(SELECTED EXTRACT)
□ □ □

The Age of Surveillance Capitalism: The Fight for the Future at the New Frontier of Power, by Shoshana Zuboff
Shoshana Zuboff is Professor Emerita from Harvard Business School. Her research career began by studying the history of work, and she gradually focused on how the digital world was changing the work world. It’s a long book, but Surveillance Capitalism is the most comprehensive of a spate of recent books and articles addressing the problems of big internet companies and their business models. She might have intended it as a Wealth of Nations written for an internet age.
Zuboff is at her best explaining the creep of control over people. Advance slowly, so we are not aware. Stake out assumptions, say little, and wait for public outrage to fade away. Do it again. Google in particular declares something to be so and to be obvious, and it has gone in stages.
- Human experience is raw material for the taking (nobody owns it and we can do something with it).
- We have the right to translate an individual’s experience into behavioral data.
- Our rights to take and to translate entitles us to own data and to profit from it.
- Our rights to take and to own confer the right to know what the data discloses.
- These rights to take, to own, and to know confer the right to decide how to use the data.
- The rights to take, to own, to know, and to decide confer the right to preserve these rights.

□ □ □

(DATA RECORDS)
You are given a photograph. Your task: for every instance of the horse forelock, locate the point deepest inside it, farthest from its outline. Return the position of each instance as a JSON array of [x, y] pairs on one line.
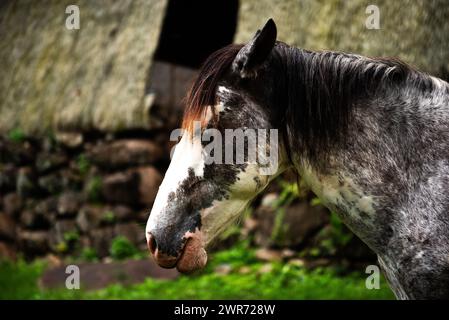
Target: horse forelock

□ □ □

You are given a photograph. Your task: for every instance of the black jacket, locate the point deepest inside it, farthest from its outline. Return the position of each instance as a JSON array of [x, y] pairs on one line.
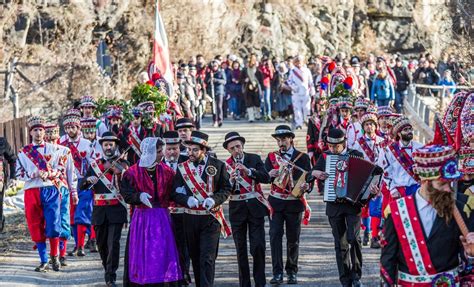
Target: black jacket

□ □ □

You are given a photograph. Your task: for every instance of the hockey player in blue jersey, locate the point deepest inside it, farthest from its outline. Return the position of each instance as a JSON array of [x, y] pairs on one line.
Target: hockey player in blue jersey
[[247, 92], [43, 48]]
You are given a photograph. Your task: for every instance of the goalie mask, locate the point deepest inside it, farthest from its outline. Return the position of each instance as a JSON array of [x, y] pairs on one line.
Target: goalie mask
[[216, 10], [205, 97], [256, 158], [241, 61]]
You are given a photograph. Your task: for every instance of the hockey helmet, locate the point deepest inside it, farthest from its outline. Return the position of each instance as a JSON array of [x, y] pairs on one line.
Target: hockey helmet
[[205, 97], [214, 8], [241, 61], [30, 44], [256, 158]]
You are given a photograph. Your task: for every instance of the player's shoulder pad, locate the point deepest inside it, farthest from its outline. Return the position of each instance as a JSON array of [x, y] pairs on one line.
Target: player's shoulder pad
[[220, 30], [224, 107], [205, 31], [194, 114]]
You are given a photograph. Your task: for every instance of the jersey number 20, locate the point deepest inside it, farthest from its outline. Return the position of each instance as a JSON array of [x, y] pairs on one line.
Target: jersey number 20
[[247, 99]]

□ □ □

Answer these questions about the book review above:
1. At which school is Shoshana Zuboff Professor Emerita?
2. What did her research career begin by studying?
3. In the first stage listed, what is human experience declared to be?

(RIGHT ANSWER)
1. Harvard Business School
2. The history of work
3. Raw material for the taking